• [AUFGABEN]:
**A)** Welche Stadt musste laut dem Textauszug über Shinji und Asuka in der Serie verteidigt werden?
**B)** Schreib den Text über Shinji, Asuka und das Dorf im Anschluss an seinen letzten Satz weiter.

• [TEXTAUSZUG]:

——————————

Nachdem Shinji und Asuka eine Zeit in dem Dorf verbracht haben, wird die Handlung irgendwann weitergetrieben und diese kleine Idylle muss gerettet werden. In der Serie war es noch die mächtige Hightech-City Tokio-3, die verteidigt werden musste, was Shinji zumindest kurzfristig motiviert hat. Nun steht nicht nur die Wiedergutmachung des halben Weltuntergangs, den er ausgelöst hat, auf dem Spiel, sondern auch die Rettung dieser kleinen intakten Enklave, die mit Mühe und Fleiß aufrechterhalten wird.

——————————

(Datensätze mit Punktannotationen)
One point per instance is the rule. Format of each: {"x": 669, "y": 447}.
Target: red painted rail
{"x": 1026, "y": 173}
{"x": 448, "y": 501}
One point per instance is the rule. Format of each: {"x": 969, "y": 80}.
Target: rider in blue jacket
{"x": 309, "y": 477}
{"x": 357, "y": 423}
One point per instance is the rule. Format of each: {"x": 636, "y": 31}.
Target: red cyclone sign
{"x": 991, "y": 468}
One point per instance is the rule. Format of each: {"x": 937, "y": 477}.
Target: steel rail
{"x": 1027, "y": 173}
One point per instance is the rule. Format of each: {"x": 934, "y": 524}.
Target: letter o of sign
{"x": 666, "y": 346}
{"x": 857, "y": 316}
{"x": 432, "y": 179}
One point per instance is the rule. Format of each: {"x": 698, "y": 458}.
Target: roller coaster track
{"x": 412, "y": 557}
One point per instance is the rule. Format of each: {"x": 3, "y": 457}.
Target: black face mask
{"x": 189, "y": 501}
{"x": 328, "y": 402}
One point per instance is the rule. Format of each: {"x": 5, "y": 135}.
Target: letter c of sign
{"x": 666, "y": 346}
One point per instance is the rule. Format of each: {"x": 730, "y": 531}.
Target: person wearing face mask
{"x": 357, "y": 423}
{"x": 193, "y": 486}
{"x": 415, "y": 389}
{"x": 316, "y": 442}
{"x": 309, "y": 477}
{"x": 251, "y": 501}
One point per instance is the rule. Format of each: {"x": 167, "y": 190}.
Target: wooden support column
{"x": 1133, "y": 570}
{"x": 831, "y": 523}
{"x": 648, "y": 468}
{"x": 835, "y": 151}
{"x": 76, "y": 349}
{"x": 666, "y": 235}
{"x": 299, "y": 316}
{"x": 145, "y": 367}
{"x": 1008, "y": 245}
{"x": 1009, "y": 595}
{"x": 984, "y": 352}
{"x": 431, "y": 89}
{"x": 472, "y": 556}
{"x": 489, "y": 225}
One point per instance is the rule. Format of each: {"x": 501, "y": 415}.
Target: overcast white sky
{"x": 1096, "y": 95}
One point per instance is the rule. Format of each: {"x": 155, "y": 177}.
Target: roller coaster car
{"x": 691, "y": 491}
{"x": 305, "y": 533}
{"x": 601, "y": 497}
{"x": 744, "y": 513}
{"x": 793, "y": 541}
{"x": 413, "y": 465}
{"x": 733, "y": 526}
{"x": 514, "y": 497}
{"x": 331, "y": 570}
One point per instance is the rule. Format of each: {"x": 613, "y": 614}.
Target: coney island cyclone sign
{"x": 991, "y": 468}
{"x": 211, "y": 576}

——————————

• [ANTWORTEN JE AUFGABE]:
**A)** Die mächtige Hightech-City Tokio-3.

**B)**
Das wird Shinji nicht gegönnt: Niemand innerhalb von WILLE traut ihm genug, um ihn frei auf dem Schiff Wunder herumlaufen zu lassen, er wird in eine Isolationszelle gesteckt. Asuka und die zweite Pilotin Mari – die in der Serie nie vorkam – leben übrigens in ganz ähnlichen Gebilden. WILLE will es dennoch mit NERV aufnehmen. Letztere Organisation scheint nur noch aus Shinjis Vater Gendo und dessen Stellvertreter Kozo Fuyutsuki zu bestehen. Das macht aber nichts, denn die Evangelions sind mittlerweile so weiterentwickelt, dass sie nicht nur keine menschlichen Pilot*innen mehr brauchen, sondern auch in quasi-unendlichen Stückzahlen gebaut werden können. WILLE kämpft am Südpol, wo der sagenhafte „First Impact“ stattgefunden hat und nun ein merkwürdiges Anti-Universum besteht, gegen NERV.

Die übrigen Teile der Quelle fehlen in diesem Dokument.